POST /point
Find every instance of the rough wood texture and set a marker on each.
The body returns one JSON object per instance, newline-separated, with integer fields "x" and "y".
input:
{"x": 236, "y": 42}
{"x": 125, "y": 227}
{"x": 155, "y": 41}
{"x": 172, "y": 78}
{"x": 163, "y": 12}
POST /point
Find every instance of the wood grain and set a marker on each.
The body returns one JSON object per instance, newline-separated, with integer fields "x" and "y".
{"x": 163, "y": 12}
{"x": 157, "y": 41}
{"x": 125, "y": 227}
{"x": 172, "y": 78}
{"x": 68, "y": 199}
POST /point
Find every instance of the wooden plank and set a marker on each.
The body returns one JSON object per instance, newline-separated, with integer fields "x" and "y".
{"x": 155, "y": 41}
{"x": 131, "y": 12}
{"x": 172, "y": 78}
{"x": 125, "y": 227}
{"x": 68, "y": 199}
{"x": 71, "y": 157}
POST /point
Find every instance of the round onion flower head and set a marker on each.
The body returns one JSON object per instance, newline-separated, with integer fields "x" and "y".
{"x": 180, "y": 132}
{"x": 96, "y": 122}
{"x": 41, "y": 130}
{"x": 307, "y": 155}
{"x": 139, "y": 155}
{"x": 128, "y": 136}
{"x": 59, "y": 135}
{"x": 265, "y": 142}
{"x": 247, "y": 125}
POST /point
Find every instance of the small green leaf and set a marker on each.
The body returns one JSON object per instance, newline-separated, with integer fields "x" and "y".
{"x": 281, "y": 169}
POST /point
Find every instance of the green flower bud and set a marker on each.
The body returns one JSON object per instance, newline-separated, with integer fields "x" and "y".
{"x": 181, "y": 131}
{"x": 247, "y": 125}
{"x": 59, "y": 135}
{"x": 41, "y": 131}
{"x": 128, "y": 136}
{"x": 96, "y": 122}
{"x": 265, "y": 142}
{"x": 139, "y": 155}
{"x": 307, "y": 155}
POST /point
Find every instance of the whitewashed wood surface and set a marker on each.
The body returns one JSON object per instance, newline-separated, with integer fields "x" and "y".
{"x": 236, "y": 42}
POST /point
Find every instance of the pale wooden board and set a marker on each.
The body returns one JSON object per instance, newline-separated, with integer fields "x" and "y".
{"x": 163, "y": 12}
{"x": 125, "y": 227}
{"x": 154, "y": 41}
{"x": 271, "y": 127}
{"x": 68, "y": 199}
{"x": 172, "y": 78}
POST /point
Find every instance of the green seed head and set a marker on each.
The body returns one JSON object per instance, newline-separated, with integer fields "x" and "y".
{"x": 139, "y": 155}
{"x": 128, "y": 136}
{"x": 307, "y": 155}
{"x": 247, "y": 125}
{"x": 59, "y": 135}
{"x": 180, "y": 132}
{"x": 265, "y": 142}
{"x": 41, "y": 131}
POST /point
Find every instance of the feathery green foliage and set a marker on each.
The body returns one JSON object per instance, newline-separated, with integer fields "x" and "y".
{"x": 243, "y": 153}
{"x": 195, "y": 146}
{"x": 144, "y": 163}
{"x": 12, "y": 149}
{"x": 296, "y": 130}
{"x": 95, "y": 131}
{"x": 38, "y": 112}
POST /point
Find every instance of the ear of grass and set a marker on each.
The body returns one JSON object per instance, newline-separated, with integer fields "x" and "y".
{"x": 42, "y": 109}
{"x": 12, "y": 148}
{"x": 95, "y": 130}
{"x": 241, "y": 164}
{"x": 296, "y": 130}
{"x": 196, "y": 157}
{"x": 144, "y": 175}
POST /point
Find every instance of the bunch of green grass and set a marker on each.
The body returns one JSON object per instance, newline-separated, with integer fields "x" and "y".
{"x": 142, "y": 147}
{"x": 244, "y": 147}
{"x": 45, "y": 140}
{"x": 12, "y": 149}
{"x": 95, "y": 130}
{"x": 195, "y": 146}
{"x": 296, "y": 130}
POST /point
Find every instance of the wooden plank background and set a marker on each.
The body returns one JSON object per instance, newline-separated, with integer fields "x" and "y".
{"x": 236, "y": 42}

WHAT NEEDS TO BE DONE
From the first line to the last, set down every record exactly as written above.

REPLY TO THE EXERCISE
POST /point
Find every instance of the rough wood texture and set a marker on each.
The body returns one JSON object per instance, newline-separated, with integer fields "x" and "y".
input:
{"x": 236, "y": 42}
{"x": 125, "y": 227}
{"x": 155, "y": 41}
{"x": 172, "y": 78}
{"x": 163, "y": 12}
POST /point
Find every instance of the wood grain and set a marker on each.
The body returns one JSON object per instance, newline-separated, with integer fields "x" and "y".
{"x": 163, "y": 12}
{"x": 157, "y": 41}
{"x": 125, "y": 227}
{"x": 172, "y": 78}
{"x": 68, "y": 199}
POST /point
Find every instance of the wooden plank and set a marker on each.
The body returns one JSON object per instance, newline-separated, with integer fields "x" and "y".
{"x": 155, "y": 41}
{"x": 131, "y": 12}
{"x": 172, "y": 78}
{"x": 125, "y": 227}
{"x": 68, "y": 199}
{"x": 71, "y": 157}
POST /point
Find every instance of the round onion flower head and set a marker on each.
The body returns one JSON object per instance, newline-separated, with integer fields "x" and "y".
{"x": 180, "y": 132}
{"x": 96, "y": 122}
{"x": 41, "y": 130}
{"x": 307, "y": 155}
{"x": 139, "y": 155}
{"x": 128, "y": 136}
{"x": 59, "y": 135}
{"x": 265, "y": 142}
{"x": 247, "y": 125}
POST /point
Find every instance of the small green leaf and set a marker on each.
The body returns one JSON object per instance, newline-separated, with integer fields "x" and "y".
{"x": 281, "y": 169}
POST /point
Find every instance of the green flower bud and set a marker on each.
The body returns one JSON object per instance, newline-separated, with integer fields "x" and "y".
{"x": 181, "y": 131}
{"x": 247, "y": 125}
{"x": 59, "y": 135}
{"x": 41, "y": 131}
{"x": 128, "y": 136}
{"x": 96, "y": 122}
{"x": 265, "y": 142}
{"x": 139, "y": 155}
{"x": 307, "y": 155}
POST /point
Find every instance of the whitewashed wood surface and set a marker on each.
The body returns one JSON object per instance, newline-separated, with integer fields "x" and "y".
{"x": 236, "y": 42}
POST /point
Find every instance of the pale wooden board and set a marker on each.
The body returns one JSON object per instance, newline-separated, with integer fields "x" and "y".
{"x": 163, "y": 12}
{"x": 125, "y": 227}
{"x": 154, "y": 41}
{"x": 271, "y": 127}
{"x": 68, "y": 199}
{"x": 172, "y": 78}
POST /point
Find every instance of the green seed head and set a marker on each.
The body returns one JSON object per instance, newline-separated, with integer fields "x" and "y".
{"x": 139, "y": 155}
{"x": 128, "y": 136}
{"x": 307, "y": 155}
{"x": 247, "y": 125}
{"x": 59, "y": 135}
{"x": 180, "y": 132}
{"x": 265, "y": 142}
{"x": 41, "y": 131}
POST /point
Find every instance of the feathery green foliage and set a marker on each.
The body returns one JSON object per instance, newline-separated, with integer fields "x" and "y".
{"x": 243, "y": 153}
{"x": 195, "y": 146}
{"x": 144, "y": 163}
{"x": 12, "y": 149}
{"x": 296, "y": 130}
{"x": 95, "y": 131}
{"x": 38, "y": 112}
POST /point
Find every instance of the ear of grass and set a marker on each.
The body returns one JSON object per instance, newline-separated, with integer fields "x" and "y".
{"x": 42, "y": 109}
{"x": 12, "y": 148}
{"x": 95, "y": 130}
{"x": 241, "y": 164}
{"x": 296, "y": 130}
{"x": 196, "y": 157}
{"x": 144, "y": 175}
POST /point
Find every instance of the bunch of green grass and set a marker on each.
The body returns one JSON object per instance, newline-separated, with integer fields "x" and "y".
{"x": 142, "y": 147}
{"x": 244, "y": 147}
{"x": 45, "y": 140}
{"x": 12, "y": 149}
{"x": 95, "y": 130}
{"x": 195, "y": 146}
{"x": 296, "y": 130}
POST /point
Find every instance of the wooden plank background and set a marker on each.
The body returns one JSON object per instance, newline-separated, with integer fields "x" and "y".
{"x": 236, "y": 42}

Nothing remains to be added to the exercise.